→ **Cara Mengerjakan Tugas**:
Menurut kutipan teks, kapan penulis pertama kali melihat Hinata Neesan?

→ **Kutipan Teks**:
....

"Kata Bagai Udara Yang Tak Pernah Habis... Bagai Bintang Yang Mampu Menyeberangi Dimensi Secara Dinamis..."

Sabtu, 08 Februari 2014

Tanggal Ini dan Kenekatan Itu



            Pada tanggal ini tepatnya 4 tahun lalu, kurasa saat itu merupakan saat-saat ternekat selama hidupku. Saat itu aku masih setengah tahun menjadi mahasiswa. Belum juga menginjak semester baru, tapi sesuatu yang kulakukan bisa dibilang baru dalam sejarah kehidupanku. Aku masih ingat kejadian itu. Kejadian ketika aku baru pertama kali memperkenalkan diriku kepada Hinata Neesan, sekaligus mengungkapkan perasaanku kepadanya dengan mengatakan bahwa suatu saat aku ingin menikah dengannya. Kalian tidak percaya pun tak mengapa, haha. Tapi memang itulah kenyataannya.
            Seperti yang telah kuungkapkan pada tulisanku sebelumnya bahwa aku telah jatuh hati pada Hinata Neesan sejak pertama kali aku melihatnya. Semenjak saat itu, aku selalu menjadi secret admirer-nya. Kebiasaan lamaku, ketika suka dengan seseorang lebih sering berdiam dalam hati. Banyak alasan mengapa aku lebih memilih melakukan hal itu. Dulu maupun sekarang. Ada situasi dan kondisi tertentu yang kuhadapi.
            Sejak September ketika aku pertama kali melihatnya di hari pertama Student Day Fakultasku, aku selalu mencari sosoknya. Tapi tentu aku tidak berlagak menjadi seorang stalker yang memburu dan mengikutinya ke sana sini. Aku hanya menanti kesempatan untuk melihatnya, untuk bertemu dengannya, untuk berpapasan dengannya, untuk melihat senyumnya dan untuk semuanya. Aku menunggu dan selalu berharap kesempatan itu datang setiap hari, tapi tentu saja hal itu tidak mungkin. Lebih tepatnya kemungkinannya sangat kecil (kalau tidak mau dibilang tidak mungkin), mengingat aku dengannya beda angkatan dan beda program studi.

....

(Entri data yang dikumpulkan)

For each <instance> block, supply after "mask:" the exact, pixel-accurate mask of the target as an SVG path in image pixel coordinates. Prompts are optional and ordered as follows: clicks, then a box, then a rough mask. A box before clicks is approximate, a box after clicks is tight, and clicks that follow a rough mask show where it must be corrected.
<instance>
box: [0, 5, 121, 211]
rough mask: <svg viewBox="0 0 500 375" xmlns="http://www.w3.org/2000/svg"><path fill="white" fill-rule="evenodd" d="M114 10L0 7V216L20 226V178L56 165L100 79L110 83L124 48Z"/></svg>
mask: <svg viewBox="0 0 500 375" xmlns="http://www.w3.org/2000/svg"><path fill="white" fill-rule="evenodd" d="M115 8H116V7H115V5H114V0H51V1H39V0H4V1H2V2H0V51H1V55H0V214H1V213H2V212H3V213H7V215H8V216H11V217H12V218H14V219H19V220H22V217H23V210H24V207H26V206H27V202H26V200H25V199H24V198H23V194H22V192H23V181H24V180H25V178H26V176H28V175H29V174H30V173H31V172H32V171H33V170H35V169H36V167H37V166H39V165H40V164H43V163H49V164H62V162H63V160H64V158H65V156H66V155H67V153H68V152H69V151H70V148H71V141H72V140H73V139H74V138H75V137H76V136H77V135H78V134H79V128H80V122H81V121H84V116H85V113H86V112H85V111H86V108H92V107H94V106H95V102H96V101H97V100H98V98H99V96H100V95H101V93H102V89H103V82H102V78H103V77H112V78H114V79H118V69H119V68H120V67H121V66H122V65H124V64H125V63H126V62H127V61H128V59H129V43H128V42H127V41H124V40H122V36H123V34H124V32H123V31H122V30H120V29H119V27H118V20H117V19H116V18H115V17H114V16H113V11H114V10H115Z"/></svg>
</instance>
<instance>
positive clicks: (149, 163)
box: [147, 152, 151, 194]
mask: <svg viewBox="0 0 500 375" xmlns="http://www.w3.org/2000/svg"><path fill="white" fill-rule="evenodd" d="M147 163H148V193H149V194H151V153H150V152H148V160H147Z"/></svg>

....

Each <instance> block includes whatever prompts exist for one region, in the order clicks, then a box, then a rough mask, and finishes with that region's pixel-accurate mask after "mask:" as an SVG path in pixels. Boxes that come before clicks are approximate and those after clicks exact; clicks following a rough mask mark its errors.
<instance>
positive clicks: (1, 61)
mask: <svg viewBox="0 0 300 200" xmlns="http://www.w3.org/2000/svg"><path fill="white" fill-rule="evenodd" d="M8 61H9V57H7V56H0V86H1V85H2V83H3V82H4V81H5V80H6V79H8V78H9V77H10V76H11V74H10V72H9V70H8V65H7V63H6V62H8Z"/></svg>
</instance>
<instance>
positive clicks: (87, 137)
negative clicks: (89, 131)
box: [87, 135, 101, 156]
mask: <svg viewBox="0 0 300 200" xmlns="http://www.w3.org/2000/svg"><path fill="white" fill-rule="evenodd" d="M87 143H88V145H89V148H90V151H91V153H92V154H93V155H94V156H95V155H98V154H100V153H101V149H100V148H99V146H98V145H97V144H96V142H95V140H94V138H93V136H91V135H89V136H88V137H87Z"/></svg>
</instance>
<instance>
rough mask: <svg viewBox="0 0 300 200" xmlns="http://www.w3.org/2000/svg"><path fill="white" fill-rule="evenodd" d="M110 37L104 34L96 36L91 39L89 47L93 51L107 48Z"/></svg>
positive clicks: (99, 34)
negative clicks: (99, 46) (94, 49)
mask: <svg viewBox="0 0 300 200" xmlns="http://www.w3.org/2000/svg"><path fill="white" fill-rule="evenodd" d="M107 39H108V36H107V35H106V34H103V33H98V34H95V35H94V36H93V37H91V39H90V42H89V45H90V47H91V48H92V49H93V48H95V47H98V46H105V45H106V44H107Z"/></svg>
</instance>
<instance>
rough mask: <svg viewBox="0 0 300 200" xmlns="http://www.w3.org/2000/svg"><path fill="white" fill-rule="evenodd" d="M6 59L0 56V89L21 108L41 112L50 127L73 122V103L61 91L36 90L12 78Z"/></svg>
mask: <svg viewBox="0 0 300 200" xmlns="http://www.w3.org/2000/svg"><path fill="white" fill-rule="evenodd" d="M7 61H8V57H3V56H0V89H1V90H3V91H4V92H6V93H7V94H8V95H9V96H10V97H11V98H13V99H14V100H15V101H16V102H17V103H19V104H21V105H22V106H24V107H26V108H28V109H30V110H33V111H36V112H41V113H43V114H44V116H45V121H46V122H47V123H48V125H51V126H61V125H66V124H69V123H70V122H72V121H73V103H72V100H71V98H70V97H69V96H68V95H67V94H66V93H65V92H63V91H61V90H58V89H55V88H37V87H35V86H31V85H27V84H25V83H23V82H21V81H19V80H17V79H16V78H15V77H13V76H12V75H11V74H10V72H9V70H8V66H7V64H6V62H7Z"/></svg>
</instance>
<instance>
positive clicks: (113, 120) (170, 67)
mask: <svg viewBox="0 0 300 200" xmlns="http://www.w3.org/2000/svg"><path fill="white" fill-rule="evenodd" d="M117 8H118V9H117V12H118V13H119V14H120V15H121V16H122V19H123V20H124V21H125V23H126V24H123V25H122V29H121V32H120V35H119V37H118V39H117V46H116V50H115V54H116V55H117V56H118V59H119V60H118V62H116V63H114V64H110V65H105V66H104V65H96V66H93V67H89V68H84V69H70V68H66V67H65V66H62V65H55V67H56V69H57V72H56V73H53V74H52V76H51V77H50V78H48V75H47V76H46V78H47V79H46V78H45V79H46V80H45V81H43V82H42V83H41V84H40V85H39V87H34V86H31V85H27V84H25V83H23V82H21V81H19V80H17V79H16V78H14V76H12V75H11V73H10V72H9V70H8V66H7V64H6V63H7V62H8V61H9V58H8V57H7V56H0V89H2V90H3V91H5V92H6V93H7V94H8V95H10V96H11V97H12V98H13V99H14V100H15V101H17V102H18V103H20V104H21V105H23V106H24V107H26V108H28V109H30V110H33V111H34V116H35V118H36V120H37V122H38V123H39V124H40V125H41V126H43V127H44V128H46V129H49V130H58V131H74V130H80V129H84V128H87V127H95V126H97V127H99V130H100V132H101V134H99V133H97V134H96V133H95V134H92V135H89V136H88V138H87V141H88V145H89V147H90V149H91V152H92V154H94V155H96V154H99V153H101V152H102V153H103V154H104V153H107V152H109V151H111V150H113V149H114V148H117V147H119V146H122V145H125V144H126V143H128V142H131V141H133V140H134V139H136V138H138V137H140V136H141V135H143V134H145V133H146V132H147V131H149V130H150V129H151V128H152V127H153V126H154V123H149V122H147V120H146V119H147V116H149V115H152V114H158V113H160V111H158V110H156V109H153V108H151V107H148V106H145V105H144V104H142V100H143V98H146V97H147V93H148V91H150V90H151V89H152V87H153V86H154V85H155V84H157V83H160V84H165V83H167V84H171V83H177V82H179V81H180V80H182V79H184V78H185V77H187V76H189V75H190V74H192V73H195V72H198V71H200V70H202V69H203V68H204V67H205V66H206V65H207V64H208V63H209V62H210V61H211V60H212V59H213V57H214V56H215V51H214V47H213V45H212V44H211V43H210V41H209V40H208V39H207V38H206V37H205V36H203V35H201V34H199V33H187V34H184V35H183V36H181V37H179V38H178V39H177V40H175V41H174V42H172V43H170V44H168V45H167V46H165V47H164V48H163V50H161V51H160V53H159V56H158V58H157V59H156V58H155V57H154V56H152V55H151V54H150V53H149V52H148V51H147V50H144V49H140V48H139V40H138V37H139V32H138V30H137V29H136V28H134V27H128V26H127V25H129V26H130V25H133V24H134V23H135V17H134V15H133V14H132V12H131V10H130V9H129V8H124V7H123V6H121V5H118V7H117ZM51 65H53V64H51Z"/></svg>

....

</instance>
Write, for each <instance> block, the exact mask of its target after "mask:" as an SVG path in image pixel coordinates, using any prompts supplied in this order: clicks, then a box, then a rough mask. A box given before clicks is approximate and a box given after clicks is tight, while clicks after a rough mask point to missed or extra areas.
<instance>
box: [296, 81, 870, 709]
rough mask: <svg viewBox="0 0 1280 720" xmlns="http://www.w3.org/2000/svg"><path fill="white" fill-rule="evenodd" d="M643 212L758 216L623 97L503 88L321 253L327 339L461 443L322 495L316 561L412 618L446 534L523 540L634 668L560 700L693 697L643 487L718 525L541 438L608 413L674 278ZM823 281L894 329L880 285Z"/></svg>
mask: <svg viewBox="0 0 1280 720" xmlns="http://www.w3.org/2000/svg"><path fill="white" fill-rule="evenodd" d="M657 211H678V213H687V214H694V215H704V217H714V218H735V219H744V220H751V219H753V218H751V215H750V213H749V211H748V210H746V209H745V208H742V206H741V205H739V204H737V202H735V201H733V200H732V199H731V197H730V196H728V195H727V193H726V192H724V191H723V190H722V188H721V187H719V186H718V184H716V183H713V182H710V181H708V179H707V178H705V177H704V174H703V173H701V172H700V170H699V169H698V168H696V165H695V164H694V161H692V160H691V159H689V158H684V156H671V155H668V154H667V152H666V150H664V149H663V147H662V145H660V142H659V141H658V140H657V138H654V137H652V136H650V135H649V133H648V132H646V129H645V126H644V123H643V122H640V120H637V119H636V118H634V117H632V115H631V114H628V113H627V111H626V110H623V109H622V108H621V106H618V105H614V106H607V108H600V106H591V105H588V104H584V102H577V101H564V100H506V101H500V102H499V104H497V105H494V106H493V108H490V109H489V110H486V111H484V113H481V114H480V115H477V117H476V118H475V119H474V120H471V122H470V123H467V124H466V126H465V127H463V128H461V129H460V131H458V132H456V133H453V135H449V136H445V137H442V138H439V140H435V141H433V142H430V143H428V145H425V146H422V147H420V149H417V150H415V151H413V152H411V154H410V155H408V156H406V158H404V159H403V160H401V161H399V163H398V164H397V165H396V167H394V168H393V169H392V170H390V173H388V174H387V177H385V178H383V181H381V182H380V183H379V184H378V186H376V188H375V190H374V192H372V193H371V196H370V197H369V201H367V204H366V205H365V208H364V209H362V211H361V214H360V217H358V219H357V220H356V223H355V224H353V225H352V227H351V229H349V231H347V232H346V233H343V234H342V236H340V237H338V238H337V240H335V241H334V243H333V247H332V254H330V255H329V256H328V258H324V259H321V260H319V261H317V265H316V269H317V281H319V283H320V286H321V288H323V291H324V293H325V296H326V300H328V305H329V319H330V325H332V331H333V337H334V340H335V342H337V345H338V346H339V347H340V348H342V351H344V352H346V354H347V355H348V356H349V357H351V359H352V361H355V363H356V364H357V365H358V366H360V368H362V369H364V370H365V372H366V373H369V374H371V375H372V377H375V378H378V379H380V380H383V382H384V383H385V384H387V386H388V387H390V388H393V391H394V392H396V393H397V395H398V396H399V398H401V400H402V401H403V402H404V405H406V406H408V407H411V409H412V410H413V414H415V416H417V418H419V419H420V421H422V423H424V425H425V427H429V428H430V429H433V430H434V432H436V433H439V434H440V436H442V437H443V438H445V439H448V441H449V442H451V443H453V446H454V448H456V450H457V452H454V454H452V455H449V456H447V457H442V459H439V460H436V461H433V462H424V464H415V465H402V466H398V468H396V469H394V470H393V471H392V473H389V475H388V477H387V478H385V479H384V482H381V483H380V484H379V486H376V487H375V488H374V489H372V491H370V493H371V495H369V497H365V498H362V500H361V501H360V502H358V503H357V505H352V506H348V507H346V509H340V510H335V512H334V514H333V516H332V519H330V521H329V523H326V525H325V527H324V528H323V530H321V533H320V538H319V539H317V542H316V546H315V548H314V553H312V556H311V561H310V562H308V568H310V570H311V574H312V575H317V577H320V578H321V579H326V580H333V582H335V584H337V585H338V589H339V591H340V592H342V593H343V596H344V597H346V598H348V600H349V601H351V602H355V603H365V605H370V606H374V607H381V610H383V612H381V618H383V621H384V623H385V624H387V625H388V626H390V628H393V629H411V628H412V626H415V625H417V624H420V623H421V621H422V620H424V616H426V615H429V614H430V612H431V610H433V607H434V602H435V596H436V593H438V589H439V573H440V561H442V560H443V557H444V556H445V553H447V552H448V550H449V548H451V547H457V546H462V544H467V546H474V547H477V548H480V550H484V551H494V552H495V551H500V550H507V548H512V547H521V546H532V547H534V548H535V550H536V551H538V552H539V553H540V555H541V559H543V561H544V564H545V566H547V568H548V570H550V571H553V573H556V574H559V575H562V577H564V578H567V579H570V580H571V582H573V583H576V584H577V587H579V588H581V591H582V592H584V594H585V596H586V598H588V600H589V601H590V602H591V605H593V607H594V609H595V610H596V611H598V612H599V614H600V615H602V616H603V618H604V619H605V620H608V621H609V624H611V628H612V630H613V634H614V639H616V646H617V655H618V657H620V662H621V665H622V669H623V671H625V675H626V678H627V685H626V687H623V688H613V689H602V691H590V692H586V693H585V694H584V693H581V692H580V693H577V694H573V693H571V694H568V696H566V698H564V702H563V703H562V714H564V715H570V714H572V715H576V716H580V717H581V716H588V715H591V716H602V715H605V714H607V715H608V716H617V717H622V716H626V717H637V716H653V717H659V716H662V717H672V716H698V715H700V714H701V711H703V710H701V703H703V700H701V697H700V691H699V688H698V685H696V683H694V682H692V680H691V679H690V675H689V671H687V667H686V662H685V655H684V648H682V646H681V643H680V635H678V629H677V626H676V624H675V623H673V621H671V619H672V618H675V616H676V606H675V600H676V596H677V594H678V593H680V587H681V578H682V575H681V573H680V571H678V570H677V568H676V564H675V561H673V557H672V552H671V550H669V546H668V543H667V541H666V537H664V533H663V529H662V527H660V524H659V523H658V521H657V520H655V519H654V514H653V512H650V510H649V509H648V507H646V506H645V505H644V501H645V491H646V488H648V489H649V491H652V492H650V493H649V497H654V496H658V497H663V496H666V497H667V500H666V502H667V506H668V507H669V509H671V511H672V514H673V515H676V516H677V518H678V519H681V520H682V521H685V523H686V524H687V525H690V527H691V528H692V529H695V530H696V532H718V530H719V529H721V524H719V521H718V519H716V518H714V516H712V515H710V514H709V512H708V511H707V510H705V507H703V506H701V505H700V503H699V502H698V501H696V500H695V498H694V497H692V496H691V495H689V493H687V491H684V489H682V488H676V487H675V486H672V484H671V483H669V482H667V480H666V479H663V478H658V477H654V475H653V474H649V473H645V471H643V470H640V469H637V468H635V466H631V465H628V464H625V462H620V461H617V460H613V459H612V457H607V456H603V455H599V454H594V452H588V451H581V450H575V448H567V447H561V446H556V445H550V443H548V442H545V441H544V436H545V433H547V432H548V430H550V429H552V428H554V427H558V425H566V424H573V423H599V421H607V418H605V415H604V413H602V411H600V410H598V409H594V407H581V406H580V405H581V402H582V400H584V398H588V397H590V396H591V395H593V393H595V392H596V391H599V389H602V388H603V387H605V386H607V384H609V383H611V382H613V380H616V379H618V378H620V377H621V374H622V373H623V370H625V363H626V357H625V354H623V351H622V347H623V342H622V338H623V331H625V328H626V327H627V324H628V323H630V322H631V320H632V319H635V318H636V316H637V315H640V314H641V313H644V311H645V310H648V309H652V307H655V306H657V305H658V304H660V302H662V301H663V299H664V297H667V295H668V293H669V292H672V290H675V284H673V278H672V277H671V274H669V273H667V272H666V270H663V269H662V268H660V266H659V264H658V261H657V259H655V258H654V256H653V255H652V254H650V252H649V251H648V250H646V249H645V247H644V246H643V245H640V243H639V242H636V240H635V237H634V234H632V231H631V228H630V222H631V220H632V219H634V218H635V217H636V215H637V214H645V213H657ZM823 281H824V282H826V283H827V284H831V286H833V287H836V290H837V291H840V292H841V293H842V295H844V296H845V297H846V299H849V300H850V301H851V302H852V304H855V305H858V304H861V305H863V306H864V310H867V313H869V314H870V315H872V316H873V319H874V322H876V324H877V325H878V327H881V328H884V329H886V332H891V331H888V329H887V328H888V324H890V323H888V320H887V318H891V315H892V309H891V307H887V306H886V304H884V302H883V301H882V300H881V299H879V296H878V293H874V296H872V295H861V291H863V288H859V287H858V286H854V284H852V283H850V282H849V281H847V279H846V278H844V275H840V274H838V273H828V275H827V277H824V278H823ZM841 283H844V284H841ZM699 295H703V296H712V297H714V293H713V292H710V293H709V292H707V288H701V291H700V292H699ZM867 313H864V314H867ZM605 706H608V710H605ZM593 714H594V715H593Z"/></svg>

....

→ **Hasil Tugas**:
Pada bulan September, di hari pertama Student Day fakultas penulis.